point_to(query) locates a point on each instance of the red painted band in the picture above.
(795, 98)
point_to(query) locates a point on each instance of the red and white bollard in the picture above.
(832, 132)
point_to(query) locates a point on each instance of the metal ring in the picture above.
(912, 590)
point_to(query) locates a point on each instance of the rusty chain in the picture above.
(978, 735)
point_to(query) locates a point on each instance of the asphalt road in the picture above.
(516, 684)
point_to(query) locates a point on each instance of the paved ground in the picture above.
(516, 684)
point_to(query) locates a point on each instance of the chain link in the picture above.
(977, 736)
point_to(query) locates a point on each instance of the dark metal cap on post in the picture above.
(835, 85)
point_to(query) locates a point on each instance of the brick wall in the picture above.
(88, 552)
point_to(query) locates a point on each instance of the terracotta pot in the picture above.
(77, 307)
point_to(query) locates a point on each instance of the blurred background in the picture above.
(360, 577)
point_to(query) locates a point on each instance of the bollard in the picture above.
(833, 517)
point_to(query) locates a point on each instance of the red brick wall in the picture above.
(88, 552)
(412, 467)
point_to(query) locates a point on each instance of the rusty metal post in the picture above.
____________
GIVEN PROBLEM. Can you copy out the whole listing above line for line, with every character unchanged?

OUTPUT FOR THIS EXERCISE.
point_to(query) locates a point on each instance of the red painted band in the picture above.
(795, 98)
point_to(query) locates a point on each instance of the red and white bollard in the picture above.
(832, 132)
point_to(query) locates a point on each instance of the metal ring in the picture above.
(912, 590)
point_to(query) locates a point on each instance of the rusty chain in the picture above.
(978, 735)
point_to(query) locates a point on each instance of the asphalt road in the picture above.
(516, 684)
point_to(query) locates a point on each instance of the paved ground in the picture above.
(516, 684)
point_to(query) locates a point on each instance of the chain link in the picture above.
(977, 736)
point_to(query) locates a point on each instance of the dark metal cap on post in the picture above.
(835, 85)
point_to(query) locates a point on each instance of the brick wall in the picture above.
(88, 552)
point_to(query) locates a point on each instance of the terracotta pot in the picture above.
(77, 307)
point_to(query) locates a point on each instance of the blurred background in the picture above.
(360, 577)
point_to(query) locates a point on each instance of the bollard in the picture above.
(833, 517)
point_to(query) locates a point on each instance of the red brick wall in the picture above.
(88, 552)
(412, 467)
point_to(query) locates a point on each instance of the rusty metal post in the picture above.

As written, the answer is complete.